** START Document extract **

The configuration performs the following actions:

loki.source.kubernetes_events - Scrapes the Kubernetes events and forwards them to the Loki processor.
loki.process - It handles the Kubernetes events by replacing the type field with level, and adds labels and structured metadata. The structured metadata is crucial for filtering and searching the events. Grafana utilizes the level field to assess the severity of the event. The label k8s_resource_kind differentiates between various Kubernetes kinds alongside k8s_resource_namespace, which indicates the namespace the resource kind is in. They're indexed, but typically, Kubernetes resource kinds shouldn't lead to label cardinality issues since they're usually limited in number. However, if you have many different API kinds, you might want to consider an alternative approach.
loki.write - Forwards the processed events to Loki. The external_labels field adds additional labels to the events, such as the cluster, environment, and region.
controller - Specifies the type of controller to deploy Alloy as. In this case, it deploys a statefulset controller. You only need a single instance of Alloy to scrape the Kubernetes events.

The events should be flowing into Loki after deploying Alloy with the preceding configuration. You can verify this by querying the Loki API for the Kubernetes events:

sum (count_over_time({job="loki.source.kubernetes_events"} | json [1m])) by (k8s_namespace_name, k8s_resource_kind, type)

Configuring Loki to Write Metrics to Prometheus

Loki's strong suite isn't aggregation over long periods of time or complex queries, which is where Prometheus comes in. Prometheus is a time series database that excels at storing and querying time series data. Therefore, instead of running complex log queries over long time periods, the remote_write feature with recording rules applies complex queries only during short time intervals at a repeated interval. The goal is to count the number of events by k8s_namespace_name, k8s_resource_kind, and type every minute and store that in Prometheus. This way the data can be easily queried in Grafana without putting too much pressure on Loki.

To write metrics from Loki to Prometheus, you need to configure Loki. Deploy Loki using Helm with the following values:

loki:
  rulerConfig:
    remote_write:
      client:
        url: http://prometheus-k8s.monitoring.svc:9090/api/v1/write
      enabled: true
    rule_path: /rules
    storage:
      local:
        directory: /rules
      type: local
    wal:
      dir: /var/loki/ruler/wal

Replace prometheus-k8s.monitoring.svc with the Prometheus service endpoint. The configuration writes the metrics to Prometheus using remote writes.

Loki also requires configuration to load rules from ConfigMaps. The following configuration enables a sidecar container to load the rules from a ConfigMap:

sidecar:
  rules:
    folder: /rules/fake
    label: loki.grafana.com/rule
    labelValue: "true"

** END Document extract **
** START Source data **

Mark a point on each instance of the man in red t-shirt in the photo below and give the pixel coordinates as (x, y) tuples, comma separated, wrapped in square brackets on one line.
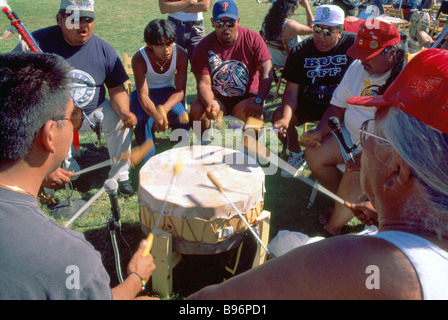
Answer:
[(233, 69)]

** END Source data **

> **Required work**
A – Update everything from "loki.source.kubernetes_events - Scrapes" down to "an alternative approach." in the Kubernetes events walkthrough, replacing "Kubernetes events" with "cluster events".
B – Answer these questions from the Kubernetes events walkthrough:
(i) What type of controller does the configuration deploy Alloy as?
(ii) Which folder does the sidecar use for rules?
(iii) How often should the events be counted and stored in Prometheus?
The listing is separate from the Kubernetes events walkthrough.

> **Results of the exercise**
A –
loki.source.kubernetes_events - Scrapes the cluster events and forwards them to the Loki processor.
loki.process - It handles the cluster events by replacing the type field with level, and adds labels and structured metadata. The structured metadata is crucial for filtering and searching the events. Grafana utilizes the level field to assess the severity of the event. The label k8s_resource_kind differentiates between various Kubernetes kinds alongside k8s_resource_namespace, which indicates the namespace the resource kind is in. They're indexed, but typically, Kubernetes resource kinds shouldn't lead to label cardinality issues since they're usually limited in number. However, if you have many different API kinds, you might want to consider an alternative approach.

B –
(i) A statefulset controller.
(ii) /rules/fake
(iii) Every minute.